* _TASK BRIEF_
All that is wanted is how many lines in the records below include the string "wall".

Data records
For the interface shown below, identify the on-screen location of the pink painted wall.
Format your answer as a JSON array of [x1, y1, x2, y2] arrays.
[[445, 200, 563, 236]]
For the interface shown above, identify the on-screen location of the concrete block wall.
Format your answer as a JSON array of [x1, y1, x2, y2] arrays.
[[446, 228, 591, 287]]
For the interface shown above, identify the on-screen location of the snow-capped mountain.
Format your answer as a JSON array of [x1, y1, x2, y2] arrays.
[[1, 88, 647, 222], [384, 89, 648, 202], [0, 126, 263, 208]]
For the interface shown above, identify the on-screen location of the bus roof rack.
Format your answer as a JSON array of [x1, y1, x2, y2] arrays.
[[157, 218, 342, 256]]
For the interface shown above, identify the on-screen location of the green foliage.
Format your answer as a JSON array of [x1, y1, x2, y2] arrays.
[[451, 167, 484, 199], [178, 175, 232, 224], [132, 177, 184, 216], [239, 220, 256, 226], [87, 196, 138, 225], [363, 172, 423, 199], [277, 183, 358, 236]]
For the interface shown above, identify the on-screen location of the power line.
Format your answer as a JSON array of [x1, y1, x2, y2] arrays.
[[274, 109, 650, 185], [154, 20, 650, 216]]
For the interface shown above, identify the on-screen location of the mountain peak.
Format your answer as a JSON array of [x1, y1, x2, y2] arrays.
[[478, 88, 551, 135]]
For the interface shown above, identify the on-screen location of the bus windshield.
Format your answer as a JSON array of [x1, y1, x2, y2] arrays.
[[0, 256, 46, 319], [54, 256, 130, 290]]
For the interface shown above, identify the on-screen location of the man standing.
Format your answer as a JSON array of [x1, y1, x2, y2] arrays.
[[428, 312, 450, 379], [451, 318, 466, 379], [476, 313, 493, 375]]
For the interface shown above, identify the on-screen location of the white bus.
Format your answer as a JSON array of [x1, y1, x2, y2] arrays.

...

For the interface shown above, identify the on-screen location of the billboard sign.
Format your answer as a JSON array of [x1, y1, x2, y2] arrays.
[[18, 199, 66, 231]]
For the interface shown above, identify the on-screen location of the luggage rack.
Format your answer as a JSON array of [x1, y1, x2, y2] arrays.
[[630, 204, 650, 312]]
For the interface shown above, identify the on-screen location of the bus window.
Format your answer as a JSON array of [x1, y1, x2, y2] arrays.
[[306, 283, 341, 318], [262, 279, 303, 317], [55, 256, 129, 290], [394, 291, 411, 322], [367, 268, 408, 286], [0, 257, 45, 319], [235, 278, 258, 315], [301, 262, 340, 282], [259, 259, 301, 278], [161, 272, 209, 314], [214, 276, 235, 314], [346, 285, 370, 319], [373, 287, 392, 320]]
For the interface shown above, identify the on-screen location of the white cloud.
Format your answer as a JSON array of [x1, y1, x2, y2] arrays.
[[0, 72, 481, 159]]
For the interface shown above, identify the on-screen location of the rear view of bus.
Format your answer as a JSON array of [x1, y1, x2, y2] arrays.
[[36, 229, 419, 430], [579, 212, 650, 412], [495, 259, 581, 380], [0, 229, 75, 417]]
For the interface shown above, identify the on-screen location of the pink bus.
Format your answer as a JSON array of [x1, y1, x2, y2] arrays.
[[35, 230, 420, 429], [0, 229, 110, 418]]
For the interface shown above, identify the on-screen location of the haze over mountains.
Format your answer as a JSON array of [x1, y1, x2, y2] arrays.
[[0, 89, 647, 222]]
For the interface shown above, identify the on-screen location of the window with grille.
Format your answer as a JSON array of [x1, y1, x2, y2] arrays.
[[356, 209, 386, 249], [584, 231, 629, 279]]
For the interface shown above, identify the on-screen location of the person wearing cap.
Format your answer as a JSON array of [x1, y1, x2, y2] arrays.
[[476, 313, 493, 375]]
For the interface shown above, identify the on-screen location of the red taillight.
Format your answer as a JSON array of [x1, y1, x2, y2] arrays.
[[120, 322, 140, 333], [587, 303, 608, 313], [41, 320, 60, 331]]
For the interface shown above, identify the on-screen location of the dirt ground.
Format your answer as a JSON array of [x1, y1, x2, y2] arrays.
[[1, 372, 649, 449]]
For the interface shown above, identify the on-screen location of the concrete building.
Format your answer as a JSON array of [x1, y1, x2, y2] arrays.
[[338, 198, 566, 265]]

* _TASK RESULT_
2